BRIEF 1 |
Answer these questions using the Guernsey insolvency excerpt:
(a) Which two bodies does it name as recipients that administrators have no obligation to report directors' misconduct to?
(b) In what kind of matters do many Guernsey insolvency practitioners already seek the buy-in of creditors?
(c) Which case clarified that the Guernsey court is not bound by UK decisions on an administrator's power to distribute?
BRIEF 2 | Extend the Guernsey insolvency excerpt with a further paragraph that follows on from its final sentence.

EXCERPT TO READ |
>>>

Duty to report directors' misconduct
There is no statutory or regulatory obligation on office holders to introduce a duty on administrators to report misconduct of directors to the registrar of companies or the Guernsey Financial Services Commission. However, in practice, most regulated insolvency practitioners would do so if their investigations uncovered suspicious matters. The introduction of a duty to report directors' misconduct could be used in tandem with the existing directors' disqualification regime in Guernsey.
Representation of creditors's interests
Improvements to the representation of interests of creditors in an administration and the potential for the establishment of a creditors' committee would be a welcome addition to what is happening in practice. Many Guernsey insolvency practitioners already do this in complex matters where they require the buy-in of creditors before taking substantive action in relation to assets.
It is proposed that the administrator be given the specific power to distribute assets to creditors. At present, the administrator does not have this power. However, Re: Montenegro Investments Limited ([2013-14] GLR 423) recently clarified that the Guernsey court is not bound by UK decisions on this point and that if it was in the interests of the creditors, the court would permit an administrator to distribute, notwithstanding the lack of a specific statutory power to do so. Once assets have been distributed from an administration it makes sense to allow the company to be placed into dissolution rather than go through a potentially expensive liquidation first. The principal observation is that liquidators have fairly extensive statutory and common law powers to investigate a company's affairs and take certain actions (eg, clawing back preferences and action against directors for fraudulent and wrongful trading), so that if a company avoids liquidation altogether it is important for administrators to be given standing to bring such claims, or at least give creditors the opportunity to place the company into liquidation to allow a liquidator to investigate the company's affairs.

<<<

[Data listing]
>>>

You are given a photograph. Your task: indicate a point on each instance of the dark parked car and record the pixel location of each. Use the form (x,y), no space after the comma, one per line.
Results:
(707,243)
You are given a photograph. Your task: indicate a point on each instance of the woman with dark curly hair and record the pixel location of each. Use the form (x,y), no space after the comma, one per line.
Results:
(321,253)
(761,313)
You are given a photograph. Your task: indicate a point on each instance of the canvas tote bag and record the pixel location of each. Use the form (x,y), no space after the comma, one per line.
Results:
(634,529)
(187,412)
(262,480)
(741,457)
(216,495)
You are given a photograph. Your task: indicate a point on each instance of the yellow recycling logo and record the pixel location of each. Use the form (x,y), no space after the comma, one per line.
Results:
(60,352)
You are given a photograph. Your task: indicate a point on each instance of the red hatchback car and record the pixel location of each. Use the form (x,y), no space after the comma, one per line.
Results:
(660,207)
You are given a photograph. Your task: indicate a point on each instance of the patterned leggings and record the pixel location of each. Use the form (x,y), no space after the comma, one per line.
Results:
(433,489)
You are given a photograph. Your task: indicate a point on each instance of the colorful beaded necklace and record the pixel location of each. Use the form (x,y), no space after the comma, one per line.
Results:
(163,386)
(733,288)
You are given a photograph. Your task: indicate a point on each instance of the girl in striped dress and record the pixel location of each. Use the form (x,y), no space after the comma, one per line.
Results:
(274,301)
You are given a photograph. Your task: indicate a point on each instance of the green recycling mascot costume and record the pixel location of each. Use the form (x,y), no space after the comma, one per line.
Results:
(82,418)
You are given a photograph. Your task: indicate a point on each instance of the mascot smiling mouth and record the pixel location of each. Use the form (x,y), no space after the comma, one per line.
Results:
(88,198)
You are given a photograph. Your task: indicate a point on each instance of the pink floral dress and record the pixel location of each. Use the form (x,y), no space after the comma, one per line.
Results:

<<<

WRITTEN RESPONSE 1 |
(a) The registrar of companies and the Guernsey Financial Services Commission.
(b) Complex matters in which they require creditors' buy-in before taking substantive action in relation to assets.
(c) Re: Montenegro Investments Limited ([2013-14] GLR 423).

WRITTEN RESPONSE 2 |
Changing the winding-up regime to distinguish between solvent and insolvent liquidations is unlikely to be necessary but, as the consultation paper suggests, it may be useful to provide greater protection to creditors in an insolvent voluntary liquidation – for example, by giving them a chance to ratify the members' appointment of the liquidator (as seen in a Section 98 meeting in the United Kingdom) and by allowing them greater control over the conduct and ending the existing process which is purely member driven.
Statutory demand procedure
It may be useful to improve the statutory demand procedure by giving debtors the ability to apply to court to set aside a statutory demand, as at present there is no such ability and the court has arguably no jurisdiction to hear such applications. While it may be desirable to have a set-aside regime in Guernsey, it would be questionable whether the purpose that it would serve when the statutory demand of itself has no legal effect other than providing conclusive evidence of cash-flow insolvency if the debt is not paid and is not substantively disputed. The question of whether the debt is valid (and whether the dispute of it is genuine and real) could be dealt with if a winding-up application is brought rather than as a pre-cursor to it.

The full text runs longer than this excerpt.